[Named object pointing entries]
━━━━
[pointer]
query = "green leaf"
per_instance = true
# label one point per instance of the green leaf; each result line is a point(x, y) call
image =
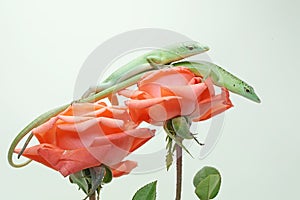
point(148, 192)
point(181, 127)
point(207, 183)
point(80, 179)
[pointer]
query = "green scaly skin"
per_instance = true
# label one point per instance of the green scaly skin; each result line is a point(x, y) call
point(159, 57)
point(124, 77)
point(221, 78)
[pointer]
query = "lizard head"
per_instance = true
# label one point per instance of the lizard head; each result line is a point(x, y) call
point(190, 48)
point(245, 90)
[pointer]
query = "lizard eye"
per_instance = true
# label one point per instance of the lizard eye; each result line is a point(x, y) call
point(247, 90)
point(190, 47)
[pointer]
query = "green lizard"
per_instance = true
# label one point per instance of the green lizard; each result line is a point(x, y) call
point(221, 78)
point(124, 77)
point(159, 57)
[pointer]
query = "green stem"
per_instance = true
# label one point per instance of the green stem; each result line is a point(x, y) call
point(93, 196)
point(178, 172)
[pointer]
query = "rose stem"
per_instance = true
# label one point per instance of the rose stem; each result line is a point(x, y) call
point(93, 196)
point(178, 172)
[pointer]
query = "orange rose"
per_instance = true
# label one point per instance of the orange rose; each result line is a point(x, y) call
point(86, 135)
point(167, 93)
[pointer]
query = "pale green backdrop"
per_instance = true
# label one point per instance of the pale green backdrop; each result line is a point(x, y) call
point(44, 43)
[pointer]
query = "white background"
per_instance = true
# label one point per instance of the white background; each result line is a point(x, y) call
point(43, 45)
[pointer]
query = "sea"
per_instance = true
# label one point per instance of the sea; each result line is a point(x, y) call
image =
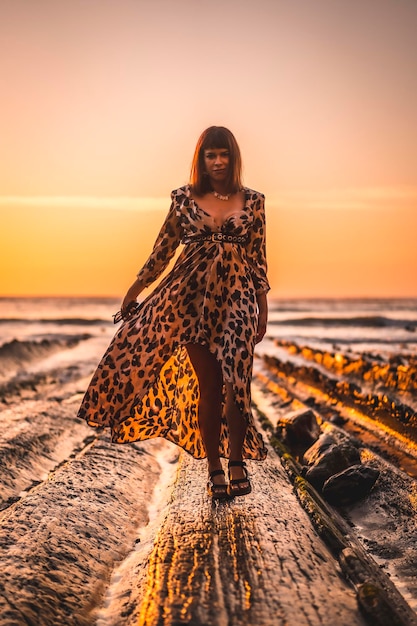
━━━━
What needs to be done >> Display every line of the material that contains the string "green", treating uppercase and lowercase as different.

Full output >>
query = "green leaf"
# label one point per instance of the green leaf; each result line is a point(x, y) call
query = "green scaly skin"
# label one point per instance of the green scaly skin; each result line is a point(x, y) call
query = "green lizard"
# label one point per instance of the green lizard; each result line is a point(x, y) call
query = "green stem"
# label one point per instance of the green stem; each result line is a point(x, y) call
query = "pale green backdrop"
# label one point per instance of the pale green backdrop; each result line is a point(x, y) call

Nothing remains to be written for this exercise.